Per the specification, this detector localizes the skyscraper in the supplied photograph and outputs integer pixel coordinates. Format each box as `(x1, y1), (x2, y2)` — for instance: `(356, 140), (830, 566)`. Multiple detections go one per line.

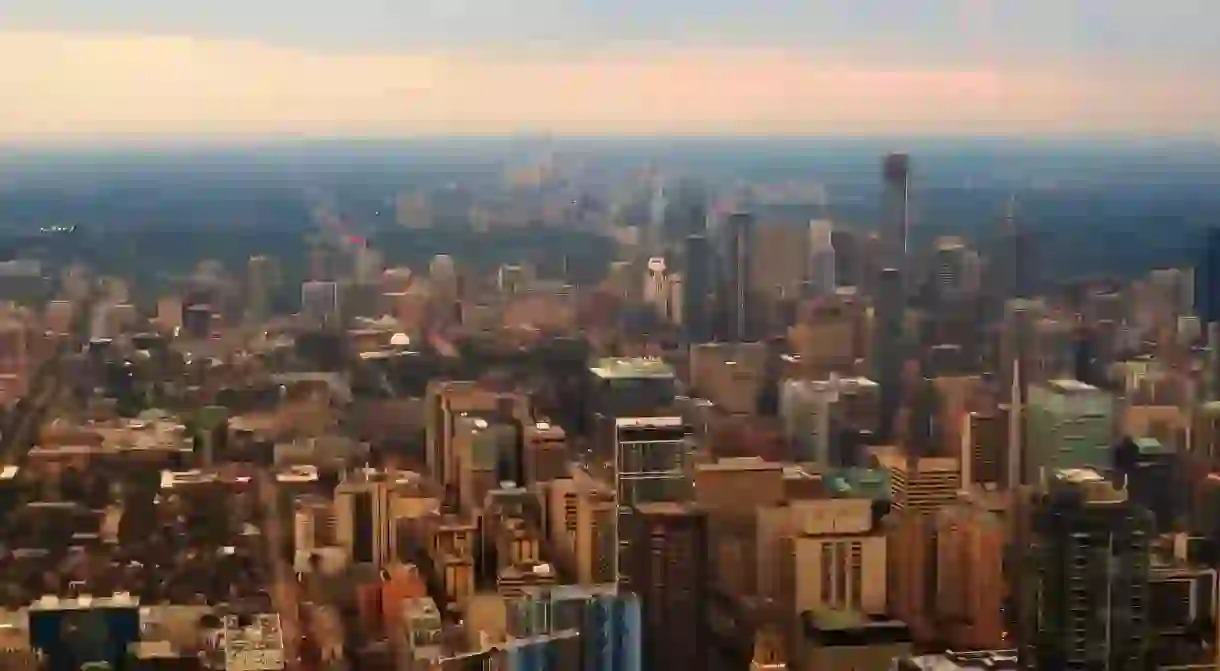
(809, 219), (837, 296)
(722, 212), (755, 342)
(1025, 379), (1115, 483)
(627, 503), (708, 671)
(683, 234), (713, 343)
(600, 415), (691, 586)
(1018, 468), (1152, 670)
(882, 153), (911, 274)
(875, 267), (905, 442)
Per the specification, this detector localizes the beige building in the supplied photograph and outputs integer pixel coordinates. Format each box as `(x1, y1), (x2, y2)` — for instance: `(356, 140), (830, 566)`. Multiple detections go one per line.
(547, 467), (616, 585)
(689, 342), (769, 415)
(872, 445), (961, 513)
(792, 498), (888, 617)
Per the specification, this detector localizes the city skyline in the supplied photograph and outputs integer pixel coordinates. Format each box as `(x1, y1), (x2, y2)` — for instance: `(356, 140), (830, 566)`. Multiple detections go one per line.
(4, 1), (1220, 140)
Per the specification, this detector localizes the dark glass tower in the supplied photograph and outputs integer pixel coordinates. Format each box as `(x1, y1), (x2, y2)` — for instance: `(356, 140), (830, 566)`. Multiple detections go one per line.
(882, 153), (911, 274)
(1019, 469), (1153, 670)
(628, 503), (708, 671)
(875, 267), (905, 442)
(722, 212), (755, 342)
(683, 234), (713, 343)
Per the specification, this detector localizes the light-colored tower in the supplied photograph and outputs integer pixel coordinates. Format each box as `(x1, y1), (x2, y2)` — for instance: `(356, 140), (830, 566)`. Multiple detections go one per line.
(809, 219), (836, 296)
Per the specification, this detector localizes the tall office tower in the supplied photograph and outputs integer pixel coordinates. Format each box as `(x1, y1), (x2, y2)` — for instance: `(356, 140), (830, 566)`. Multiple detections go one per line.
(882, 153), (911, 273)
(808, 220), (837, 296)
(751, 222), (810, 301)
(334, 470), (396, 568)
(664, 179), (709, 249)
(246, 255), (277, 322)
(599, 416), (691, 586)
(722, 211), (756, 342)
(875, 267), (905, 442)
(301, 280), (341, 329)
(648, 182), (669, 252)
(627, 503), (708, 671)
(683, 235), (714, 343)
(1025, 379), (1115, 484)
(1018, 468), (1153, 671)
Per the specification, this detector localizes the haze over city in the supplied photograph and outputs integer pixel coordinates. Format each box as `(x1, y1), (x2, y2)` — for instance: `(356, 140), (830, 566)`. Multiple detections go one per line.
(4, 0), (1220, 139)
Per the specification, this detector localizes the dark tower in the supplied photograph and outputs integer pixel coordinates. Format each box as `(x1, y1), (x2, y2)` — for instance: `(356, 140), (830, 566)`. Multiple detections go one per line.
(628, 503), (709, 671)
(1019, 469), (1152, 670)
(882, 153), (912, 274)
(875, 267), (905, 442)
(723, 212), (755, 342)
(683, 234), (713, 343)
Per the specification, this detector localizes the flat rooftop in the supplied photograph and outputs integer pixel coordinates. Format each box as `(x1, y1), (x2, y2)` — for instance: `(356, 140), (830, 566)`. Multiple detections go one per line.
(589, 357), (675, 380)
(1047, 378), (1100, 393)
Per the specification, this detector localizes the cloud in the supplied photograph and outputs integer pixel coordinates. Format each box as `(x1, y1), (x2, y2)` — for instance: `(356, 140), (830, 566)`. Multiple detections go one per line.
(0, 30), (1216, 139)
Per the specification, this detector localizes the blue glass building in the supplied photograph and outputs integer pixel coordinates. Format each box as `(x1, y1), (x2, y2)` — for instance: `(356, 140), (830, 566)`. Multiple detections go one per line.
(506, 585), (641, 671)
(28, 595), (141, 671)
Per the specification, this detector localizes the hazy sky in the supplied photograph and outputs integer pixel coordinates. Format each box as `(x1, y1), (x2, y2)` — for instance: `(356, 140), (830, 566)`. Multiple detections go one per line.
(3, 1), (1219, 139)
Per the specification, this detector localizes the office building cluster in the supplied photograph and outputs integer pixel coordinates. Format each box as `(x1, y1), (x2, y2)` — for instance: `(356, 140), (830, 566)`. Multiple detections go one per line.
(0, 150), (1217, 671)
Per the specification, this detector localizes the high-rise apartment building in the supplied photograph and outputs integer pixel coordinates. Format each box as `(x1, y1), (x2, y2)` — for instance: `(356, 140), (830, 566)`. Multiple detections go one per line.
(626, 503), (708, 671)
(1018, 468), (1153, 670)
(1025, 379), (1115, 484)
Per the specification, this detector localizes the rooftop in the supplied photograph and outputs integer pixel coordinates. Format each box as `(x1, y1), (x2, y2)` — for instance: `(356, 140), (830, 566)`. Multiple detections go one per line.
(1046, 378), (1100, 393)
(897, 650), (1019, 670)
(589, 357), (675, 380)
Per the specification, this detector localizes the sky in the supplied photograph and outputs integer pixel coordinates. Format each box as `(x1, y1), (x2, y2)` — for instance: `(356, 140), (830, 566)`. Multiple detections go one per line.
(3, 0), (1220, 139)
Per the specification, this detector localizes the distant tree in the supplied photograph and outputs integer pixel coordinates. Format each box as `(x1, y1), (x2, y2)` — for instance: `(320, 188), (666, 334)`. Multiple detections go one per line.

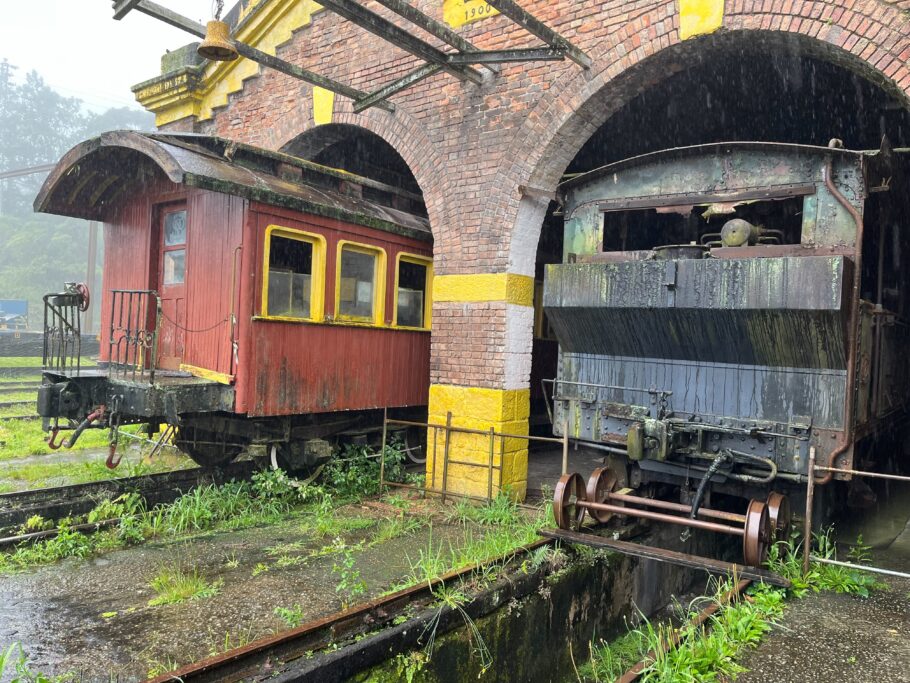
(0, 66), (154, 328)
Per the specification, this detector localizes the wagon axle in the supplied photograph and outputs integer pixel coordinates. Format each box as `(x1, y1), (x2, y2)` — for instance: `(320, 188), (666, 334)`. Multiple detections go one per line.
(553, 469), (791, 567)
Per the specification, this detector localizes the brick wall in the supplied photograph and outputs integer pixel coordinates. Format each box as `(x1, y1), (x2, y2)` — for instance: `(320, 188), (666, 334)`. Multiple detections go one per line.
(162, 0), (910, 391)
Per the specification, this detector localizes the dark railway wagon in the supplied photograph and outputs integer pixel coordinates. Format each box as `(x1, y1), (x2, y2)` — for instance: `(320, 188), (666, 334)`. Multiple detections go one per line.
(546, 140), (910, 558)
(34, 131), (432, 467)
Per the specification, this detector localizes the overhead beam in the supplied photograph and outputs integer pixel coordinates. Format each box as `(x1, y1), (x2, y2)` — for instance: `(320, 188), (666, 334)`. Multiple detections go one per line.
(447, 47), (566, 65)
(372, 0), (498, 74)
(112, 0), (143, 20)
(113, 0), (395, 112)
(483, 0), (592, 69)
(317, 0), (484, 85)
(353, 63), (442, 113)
▬▬▬
Return the records word for word, leaving every picture out of the copy.

Per the specification, this detector localizes the skyscraper in the supplied photograph and outputs integer pixel coordinates. Format each box as `(x1, y1), (x2, y2)` — for instance: `(356, 140), (830, 566)`. Multiple detections go one per line.

(809, 219), (837, 296)
(722, 212), (755, 342)
(1025, 379), (1115, 483)
(627, 503), (708, 671)
(683, 234), (713, 343)
(600, 415), (691, 586)
(1018, 468), (1152, 670)
(882, 153), (911, 274)
(875, 267), (905, 442)
Per the specification, this detector localizes the beige building in the supplied photograph and outputs integer pixel coordinates. Format each box as `(x1, y1), (x2, y2)` — for instance: `(356, 140), (830, 566)`. Multiple detections go one per line.
(547, 467), (616, 585)
(689, 342), (769, 415)
(872, 445), (961, 513)
(792, 498), (888, 617)
Per the specification, this detector localizes the city skyline in the supplied photograph and outputs integer pixel coordinates. Format each box as `(x1, y1), (x2, y2)` — for instance: `(356, 140), (830, 566)`. Multiple detections go one per line.
(4, 1), (1220, 140)
Per the specification, this detector localizes the dark glass tower in the supplied photograph and outputs integer pixel coordinates. Format each box as `(x1, y1), (x2, y2)` — for instance: `(356, 140), (830, 566)`. Multiple detections go one per line.
(882, 153), (911, 274)
(1019, 469), (1153, 670)
(628, 503), (708, 671)
(875, 267), (905, 442)
(722, 212), (755, 342)
(683, 234), (713, 343)
Per the specification, this detector localizes the light-colored tower in the supplied photograph and outputs integer pixel coordinates. Format each box as `(x1, y1), (x2, y2)` — for instance: `(356, 140), (830, 566)`. Multiple detections go one per line.
(809, 219), (836, 296)
Per the specification, this detector localizes the tall office tower in the supplied photograph and outputs integer pixel coordinates. Format each box as `(x1, y1), (x2, y2)` — for instance: `(356, 140), (830, 566)`. Multiple detections go one per line.
(882, 153), (911, 273)
(808, 220), (837, 296)
(751, 222), (810, 301)
(334, 470), (396, 568)
(664, 179), (709, 249)
(246, 255), (277, 322)
(599, 416), (691, 586)
(722, 211), (756, 342)
(875, 267), (905, 442)
(301, 280), (341, 329)
(648, 182), (669, 252)
(627, 503), (708, 671)
(683, 235), (714, 343)
(1025, 379), (1115, 484)
(1018, 468), (1153, 671)
Per the specification, this detector localizes the haze over city in the supplied photograph and outputs integer pixel coordinates. Format each box as `(x1, y1), (x2, y2)` — for instance: `(356, 140), (830, 566)`. Multiple detections go one per line.
(4, 0), (1220, 139)
Per the specification, this detector localizes the dark tower in the supplied photograph and outputs integer pixel coordinates. Format each box as `(x1, y1), (x2, y2)` — for instance: `(356, 140), (830, 566)`. Multiple detections go one per line.
(628, 503), (709, 671)
(1019, 469), (1152, 670)
(882, 153), (912, 274)
(875, 267), (905, 442)
(723, 212), (755, 342)
(683, 234), (713, 343)
Per the specification, this detector localizes the flat rooftop in the supplied photograph and outputs integer pixel coordinates. Format each box as `(x1, y1), (x2, y2)` — for instance: `(356, 140), (830, 566)`. Multiple detections go one per line.
(589, 357), (675, 380)
(1047, 378), (1100, 393)
Per the specification, this detector localizes the cloud in the supplied photograph and outputs integer pixel coordinates. Format each box as `(x1, y1), (x2, y2)` — for instance: `(356, 140), (830, 566)`. Multiple detections go one per line.
(0, 30), (1216, 139)
Per the specification, this detector localizes the blue glass building in the supplied photograph and outputs integer pixel coordinates. Format each box as `(x1, y1), (x2, y2)` — for instance: `(356, 140), (830, 566)`. Multiple detections go one per line.
(506, 585), (641, 671)
(28, 595), (141, 671)
Per the specification, this detector localizes the hazy sky in the supplied photograph and outputs integer pixel coordinates. Format each box as `(x1, y1), (x2, y2)` — for instance: `(356, 140), (830, 566)`. Multiple detections go one per line.
(3, 1), (1219, 139)
Per the specification, this detector localizes the office building cluster in the supplied photograph and outputs integer pixel coordinates. Format each box as `(x1, y1), (x2, y2)` — for instance: `(356, 140), (830, 566)`. Multiple detections go one per line.
(0, 150), (1217, 671)
Per the specification, this detector localizes the high-rise apartment building in the supplied photograph and outputs integer pixel coordinates. Format each box as `(x1, y1), (x2, y2)` — for instance: `(356, 140), (830, 566)`. Multiple detections go one per line.
(626, 503), (708, 671)
(1018, 468), (1153, 670)
(1025, 379), (1115, 484)
Per the specification, this detector localizes the rooftop in the supplied photograph and outputs integer pixel coordinates. Format each box as `(x1, y1), (x2, y2)` — for instance: `(356, 140), (830, 566)`. Multiple detections go one per line.
(1046, 378), (1100, 393)
(897, 650), (1019, 670)
(589, 357), (675, 380)
Per the specification, this detector localizes the sky in the supplied photograph and outputs integer pixel coordinates. Format each box as `(x1, y1), (x2, y2)` — for instance: `(356, 140), (830, 566)`. Multiple detections go one per line.
(3, 0), (1220, 139)
Per the specification, this detector localizes the distant tree in the supplied photograph and outputs integer pixel coordinates. Format each box as `(x1, y1), (x2, y2)` — for instance: `(320, 188), (666, 334)`. Multiple detections go one per line.

(0, 66), (154, 328)
Per the specification, this detector localizes the wagon axle in the supplied photograph and outputs integer pixel coordinates. Format each box as `(x1, y1), (x2, y2)` — for instance: `(320, 188), (666, 334)`. Multiple detections go one per line.
(553, 469), (791, 567)
Per the specification, this detector localizes the brick wall in the supplied photograph and outputs integer pixel coordinates. Format each box as `(x1, y1), (x2, y2)` — for instance: `(320, 188), (666, 334)`. Multiple detections go one per line.
(162, 0), (910, 391)
Per the specification, this detector localizes the dark railway wagon in the supplied photograph and outputs integer pixel coordinates. Format each box as `(x1, y1), (x2, y2)` — for instance: `(320, 188), (666, 334)`. Multiple detections go one per line.
(546, 140), (910, 558)
(34, 131), (432, 467)
Per the specification, this detector localizes the overhead beam in the supplied photograph and outputs integer pixel coordinates. Format each box as `(x1, y1), (x2, y2)` — for instance: `(320, 188), (666, 334)`. Multiple detections go one per line.
(447, 47), (566, 65)
(372, 0), (498, 74)
(112, 0), (143, 20)
(113, 0), (395, 112)
(483, 0), (592, 69)
(317, 0), (484, 85)
(353, 63), (442, 113)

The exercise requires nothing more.